What you should do. Working from the records below, repeat exactly the lines starting at the line that contains "Target: woman in blue patterned dress" and ending at the line that contains "Locate the white t-shirt;", inclusive.

Stored data.

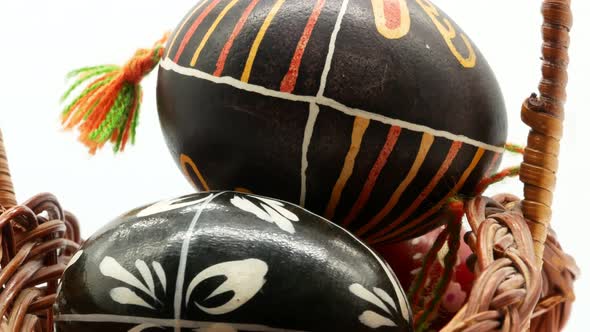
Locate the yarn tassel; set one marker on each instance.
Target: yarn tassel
(107, 109)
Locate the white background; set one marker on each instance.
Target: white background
(42, 40)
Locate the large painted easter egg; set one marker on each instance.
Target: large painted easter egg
(227, 262)
(370, 113)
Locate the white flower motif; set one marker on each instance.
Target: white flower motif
(244, 278)
(216, 327)
(145, 326)
(109, 267)
(170, 204)
(269, 210)
(379, 298)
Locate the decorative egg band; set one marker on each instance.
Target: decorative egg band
(168, 64)
(148, 322)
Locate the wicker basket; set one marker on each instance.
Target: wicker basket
(524, 280)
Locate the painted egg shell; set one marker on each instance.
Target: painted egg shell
(407, 257)
(228, 261)
(369, 113)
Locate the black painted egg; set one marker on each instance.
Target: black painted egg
(228, 262)
(370, 113)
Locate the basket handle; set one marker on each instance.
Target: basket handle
(544, 114)
(7, 197)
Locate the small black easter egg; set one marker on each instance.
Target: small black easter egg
(371, 113)
(228, 262)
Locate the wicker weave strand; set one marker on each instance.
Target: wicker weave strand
(7, 198)
(544, 114)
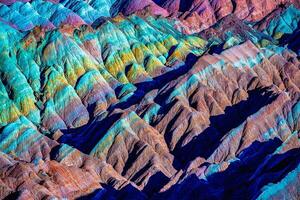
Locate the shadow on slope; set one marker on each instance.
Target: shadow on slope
(243, 179)
(86, 137)
(158, 82)
(292, 40)
(206, 142)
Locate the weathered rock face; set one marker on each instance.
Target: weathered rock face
(115, 100)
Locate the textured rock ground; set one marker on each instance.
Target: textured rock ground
(119, 100)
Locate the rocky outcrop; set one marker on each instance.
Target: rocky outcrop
(134, 107)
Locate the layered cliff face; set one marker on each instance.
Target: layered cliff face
(118, 100)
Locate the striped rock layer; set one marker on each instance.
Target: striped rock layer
(116, 100)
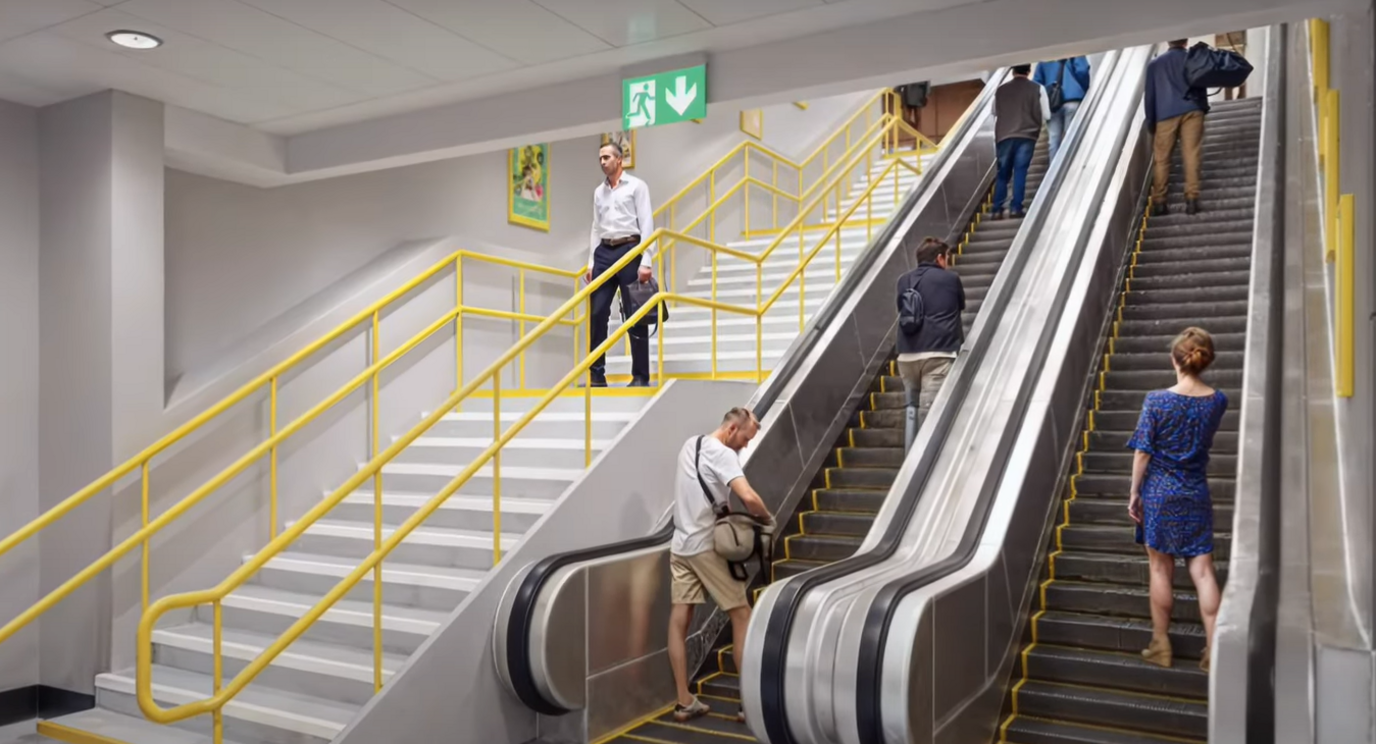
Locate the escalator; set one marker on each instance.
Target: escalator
(1079, 677)
(846, 493)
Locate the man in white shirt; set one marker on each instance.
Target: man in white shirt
(694, 563)
(621, 219)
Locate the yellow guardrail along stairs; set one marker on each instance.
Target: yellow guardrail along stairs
(315, 616)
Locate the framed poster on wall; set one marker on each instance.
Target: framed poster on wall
(527, 186)
(626, 139)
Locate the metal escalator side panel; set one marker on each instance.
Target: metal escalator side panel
(955, 583)
(808, 402)
(811, 691)
(1241, 693)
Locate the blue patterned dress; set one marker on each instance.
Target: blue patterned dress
(1178, 432)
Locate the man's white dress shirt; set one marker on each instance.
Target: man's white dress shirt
(619, 213)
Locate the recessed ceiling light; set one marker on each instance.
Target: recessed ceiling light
(135, 40)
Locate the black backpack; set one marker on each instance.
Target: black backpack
(1210, 68)
(911, 310)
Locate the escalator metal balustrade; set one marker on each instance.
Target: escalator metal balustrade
(1079, 677)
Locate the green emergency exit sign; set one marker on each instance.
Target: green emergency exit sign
(663, 98)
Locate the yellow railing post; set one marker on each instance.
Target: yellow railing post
(1346, 296)
(271, 428)
(458, 321)
(377, 508)
(145, 523)
(1332, 173)
(497, 468)
(218, 666)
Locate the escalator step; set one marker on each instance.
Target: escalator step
(1123, 634)
(866, 501)
(1113, 510)
(1155, 380)
(1196, 278)
(1219, 465)
(818, 548)
(1109, 538)
(1035, 730)
(1225, 443)
(1120, 568)
(837, 524)
(1162, 343)
(1106, 707)
(1078, 666)
(1118, 484)
(1126, 400)
(1127, 601)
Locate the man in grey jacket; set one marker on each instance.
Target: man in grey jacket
(1020, 109)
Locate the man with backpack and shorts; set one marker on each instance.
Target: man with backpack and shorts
(930, 332)
(709, 472)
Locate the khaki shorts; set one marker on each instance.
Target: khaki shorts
(691, 574)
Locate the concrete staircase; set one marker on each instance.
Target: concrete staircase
(314, 689)
(687, 336)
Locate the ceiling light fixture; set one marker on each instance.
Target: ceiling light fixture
(134, 40)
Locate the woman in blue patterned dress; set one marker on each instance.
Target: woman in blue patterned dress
(1170, 498)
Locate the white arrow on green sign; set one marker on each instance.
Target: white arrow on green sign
(663, 98)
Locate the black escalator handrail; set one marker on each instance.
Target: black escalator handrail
(523, 604)
(523, 611)
(790, 596)
(879, 616)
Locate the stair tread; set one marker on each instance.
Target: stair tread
(337, 659)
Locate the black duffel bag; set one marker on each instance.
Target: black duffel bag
(1210, 68)
(639, 294)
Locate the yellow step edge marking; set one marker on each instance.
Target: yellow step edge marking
(74, 736)
(633, 725)
(1014, 693)
(1003, 728)
(1098, 728)
(1135, 693)
(1034, 620)
(698, 729)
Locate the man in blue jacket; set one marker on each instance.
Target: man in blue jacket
(926, 356)
(1072, 77)
(1174, 110)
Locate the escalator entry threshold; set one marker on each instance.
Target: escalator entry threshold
(1079, 677)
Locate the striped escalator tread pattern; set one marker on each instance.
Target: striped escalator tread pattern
(1079, 677)
(846, 494)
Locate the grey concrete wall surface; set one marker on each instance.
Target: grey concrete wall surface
(238, 256)
(18, 380)
(449, 689)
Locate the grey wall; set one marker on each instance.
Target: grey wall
(238, 256)
(18, 380)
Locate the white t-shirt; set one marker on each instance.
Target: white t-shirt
(692, 515)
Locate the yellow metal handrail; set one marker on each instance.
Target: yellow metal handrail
(1339, 212)
(269, 380)
(223, 692)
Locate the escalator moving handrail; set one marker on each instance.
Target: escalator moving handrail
(790, 596)
(879, 615)
(527, 596)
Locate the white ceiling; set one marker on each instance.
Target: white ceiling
(291, 66)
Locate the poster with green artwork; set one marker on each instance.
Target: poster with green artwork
(527, 186)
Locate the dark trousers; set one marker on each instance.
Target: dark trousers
(1014, 160)
(599, 308)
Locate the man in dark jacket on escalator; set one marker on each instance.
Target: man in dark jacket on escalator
(925, 358)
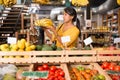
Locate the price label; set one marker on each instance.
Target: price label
(35, 74)
(88, 41)
(65, 39)
(11, 40)
(116, 40)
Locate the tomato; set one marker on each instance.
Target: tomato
(40, 68)
(117, 68)
(111, 67)
(61, 78)
(45, 66)
(53, 68)
(62, 73)
(50, 78)
(105, 65)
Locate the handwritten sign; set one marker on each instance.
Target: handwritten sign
(11, 40)
(88, 41)
(65, 39)
(35, 74)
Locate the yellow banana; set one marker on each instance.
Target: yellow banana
(118, 2)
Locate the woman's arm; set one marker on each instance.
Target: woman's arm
(53, 36)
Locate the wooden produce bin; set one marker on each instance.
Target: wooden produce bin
(48, 57)
(63, 66)
(93, 66)
(81, 56)
(15, 57)
(108, 55)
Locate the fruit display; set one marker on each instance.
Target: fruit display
(21, 45)
(44, 22)
(55, 72)
(85, 72)
(7, 3)
(80, 2)
(112, 68)
(41, 1)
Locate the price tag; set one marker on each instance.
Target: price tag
(11, 40)
(35, 74)
(116, 40)
(88, 41)
(65, 39)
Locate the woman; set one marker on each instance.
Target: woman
(66, 29)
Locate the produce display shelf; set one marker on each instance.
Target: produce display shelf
(92, 66)
(15, 57)
(108, 55)
(64, 56)
(48, 57)
(81, 56)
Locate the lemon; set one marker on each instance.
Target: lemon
(10, 56)
(21, 45)
(27, 44)
(14, 47)
(18, 56)
(4, 47)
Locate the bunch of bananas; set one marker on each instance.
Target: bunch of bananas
(41, 1)
(7, 3)
(80, 2)
(45, 22)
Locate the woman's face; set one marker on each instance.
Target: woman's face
(67, 18)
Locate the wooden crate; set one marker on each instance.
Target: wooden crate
(108, 55)
(81, 56)
(91, 66)
(47, 57)
(62, 66)
(19, 59)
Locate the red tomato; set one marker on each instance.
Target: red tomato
(40, 68)
(53, 68)
(45, 66)
(62, 73)
(117, 68)
(51, 78)
(61, 78)
(115, 77)
(111, 67)
(51, 72)
(105, 65)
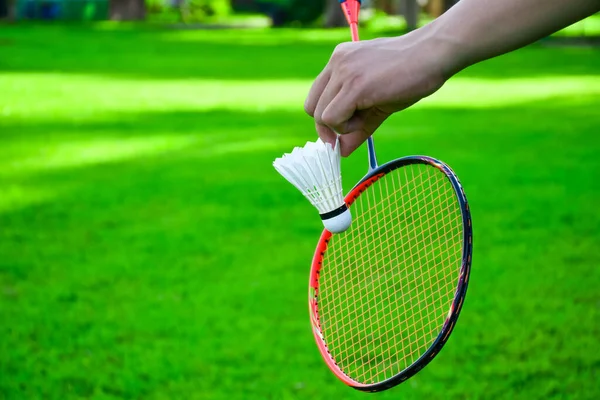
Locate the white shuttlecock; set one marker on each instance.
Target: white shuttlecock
(315, 170)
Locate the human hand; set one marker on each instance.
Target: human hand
(365, 82)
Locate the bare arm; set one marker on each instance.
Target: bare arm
(482, 29)
(366, 82)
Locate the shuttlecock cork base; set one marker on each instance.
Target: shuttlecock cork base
(315, 170)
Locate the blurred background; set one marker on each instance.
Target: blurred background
(149, 250)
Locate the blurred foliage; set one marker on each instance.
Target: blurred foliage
(148, 249)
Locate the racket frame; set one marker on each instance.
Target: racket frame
(373, 176)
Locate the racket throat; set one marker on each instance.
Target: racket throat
(372, 157)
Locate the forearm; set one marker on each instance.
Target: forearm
(476, 30)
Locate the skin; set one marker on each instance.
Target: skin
(365, 82)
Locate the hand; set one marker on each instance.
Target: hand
(365, 82)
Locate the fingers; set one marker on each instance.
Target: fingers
(362, 125)
(326, 134)
(331, 91)
(340, 110)
(316, 91)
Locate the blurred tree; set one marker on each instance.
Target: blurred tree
(127, 10)
(334, 17)
(291, 12)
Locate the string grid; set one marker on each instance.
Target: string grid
(386, 285)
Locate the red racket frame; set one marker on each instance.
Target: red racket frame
(461, 287)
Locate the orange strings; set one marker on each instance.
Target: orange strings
(387, 284)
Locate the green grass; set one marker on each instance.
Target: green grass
(148, 249)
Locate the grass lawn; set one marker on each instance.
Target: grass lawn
(149, 250)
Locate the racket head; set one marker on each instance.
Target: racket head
(320, 293)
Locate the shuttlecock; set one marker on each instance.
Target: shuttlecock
(315, 170)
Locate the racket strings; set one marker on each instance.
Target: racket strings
(386, 288)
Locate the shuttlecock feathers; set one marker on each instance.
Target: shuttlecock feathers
(315, 170)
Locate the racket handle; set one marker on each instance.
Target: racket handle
(351, 9)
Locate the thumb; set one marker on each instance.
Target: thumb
(358, 129)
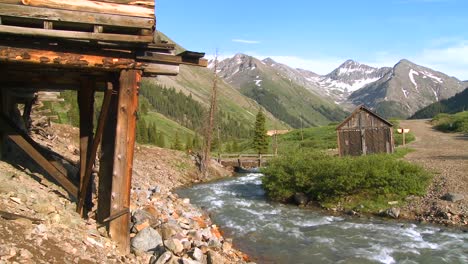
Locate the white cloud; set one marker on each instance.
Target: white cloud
(246, 41)
(451, 60)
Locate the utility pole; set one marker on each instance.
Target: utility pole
(209, 129)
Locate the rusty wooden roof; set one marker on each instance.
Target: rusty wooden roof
(362, 107)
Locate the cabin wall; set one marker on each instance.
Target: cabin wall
(364, 133)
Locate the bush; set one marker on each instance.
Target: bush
(451, 123)
(323, 177)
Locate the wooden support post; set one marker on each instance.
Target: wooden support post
(123, 156)
(106, 160)
(86, 108)
(85, 187)
(23, 141)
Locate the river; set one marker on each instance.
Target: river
(276, 233)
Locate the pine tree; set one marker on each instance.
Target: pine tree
(260, 140)
(161, 140)
(177, 145)
(189, 143)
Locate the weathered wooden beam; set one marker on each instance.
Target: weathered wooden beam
(123, 156)
(90, 6)
(65, 59)
(86, 109)
(77, 17)
(24, 142)
(94, 148)
(106, 161)
(39, 32)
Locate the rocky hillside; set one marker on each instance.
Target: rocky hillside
(38, 224)
(283, 91)
(405, 89)
(452, 105)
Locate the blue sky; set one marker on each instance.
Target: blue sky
(320, 35)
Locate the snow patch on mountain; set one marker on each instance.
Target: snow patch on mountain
(411, 75)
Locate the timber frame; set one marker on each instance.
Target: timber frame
(91, 47)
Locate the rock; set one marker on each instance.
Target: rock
(453, 197)
(40, 229)
(140, 216)
(174, 245)
(189, 261)
(146, 240)
(197, 254)
(169, 230)
(300, 199)
(214, 258)
(393, 212)
(141, 226)
(163, 258)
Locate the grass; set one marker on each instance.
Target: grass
(371, 181)
(451, 123)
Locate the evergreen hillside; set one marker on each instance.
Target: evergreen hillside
(457, 103)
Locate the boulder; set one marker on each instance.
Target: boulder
(215, 258)
(197, 254)
(300, 199)
(140, 216)
(146, 240)
(168, 230)
(174, 245)
(393, 212)
(453, 197)
(163, 258)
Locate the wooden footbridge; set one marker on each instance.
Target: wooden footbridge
(91, 47)
(244, 160)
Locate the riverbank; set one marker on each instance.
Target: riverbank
(165, 228)
(367, 189)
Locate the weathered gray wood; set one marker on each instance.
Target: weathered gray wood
(38, 32)
(123, 157)
(24, 142)
(73, 16)
(91, 6)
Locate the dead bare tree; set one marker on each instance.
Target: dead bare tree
(211, 122)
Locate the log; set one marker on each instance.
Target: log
(92, 6)
(77, 17)
(86, 109)
(23, 141)
(66, 59)
(123, 157)
(39, 32)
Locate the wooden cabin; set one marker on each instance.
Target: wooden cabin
(91, 47)
(364, 132)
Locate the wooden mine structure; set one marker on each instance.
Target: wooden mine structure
(364, 132)
(88, 46)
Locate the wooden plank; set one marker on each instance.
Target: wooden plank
(123, 156)
(86, 109)
(106, 161)
(39, 32)
(161, 69)
(90, 6)
(85, 187)
(66, 59)
(23, 141)
(76, 17)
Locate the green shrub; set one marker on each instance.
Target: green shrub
(451, 123)
(324, 178)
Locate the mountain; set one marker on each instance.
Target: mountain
(347, 78)
(452, 105)
(279, 89)
(405, 89)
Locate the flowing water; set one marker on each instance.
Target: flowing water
(277, 233)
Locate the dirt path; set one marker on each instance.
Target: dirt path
(445, 154)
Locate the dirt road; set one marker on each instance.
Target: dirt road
(445, 154)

Solution below.
Target: woman in blue patterned dress
(1170, 498)
Locate the white arrow on green sign; set one marker on each instance.
Target: white arrow on green sign
(663, 98)
Locate the black escalator handrail; set one marker on each instance.
Target: black escalator handrail
(523, 604)
(523, 611)
(790, 596)
(879, 616)
Locate the stair tread; set one marker on each instance.
Target: stair tread
(337, 659)
Locate the black duffel bag; set one marker on each instance.
Target: black duffel bag
(1210, 68)
(639, 294)
Locate the yellow step edge marking; set one marker on each instance.
Target: yellow step edge marking
(74, 736)
(633, 725)
(1014, 693)
(1003, 728)
(1098, 728)
(1135, 693)
(1034, 620)
(698, 729)
Locate the man in blue jacket; set one marker on each instance.
Target: man in blue jacket
(926, 356)
(1072, 77)
(1174, 110)
Locate the escalator entry threshold; set one marker on each instance.
Target: escalator entry threshold
(1079, 677)
Locate the striped escalator tread pattern; set one marker on each instance.
Target: striped escalator tread pattern
(1079, 677)
(846, 494)
Locate the grey concrete wall surface; set one marker on each instance.
Target: grey concrete wall surface
(238, 256)
(18, 380)
(449, 689)
Locate the grey wall; set one marker on each instance.
Target: grey wall
(238, 256)
(18, 380)
Locate the white t-shirt; set one marker on each instance.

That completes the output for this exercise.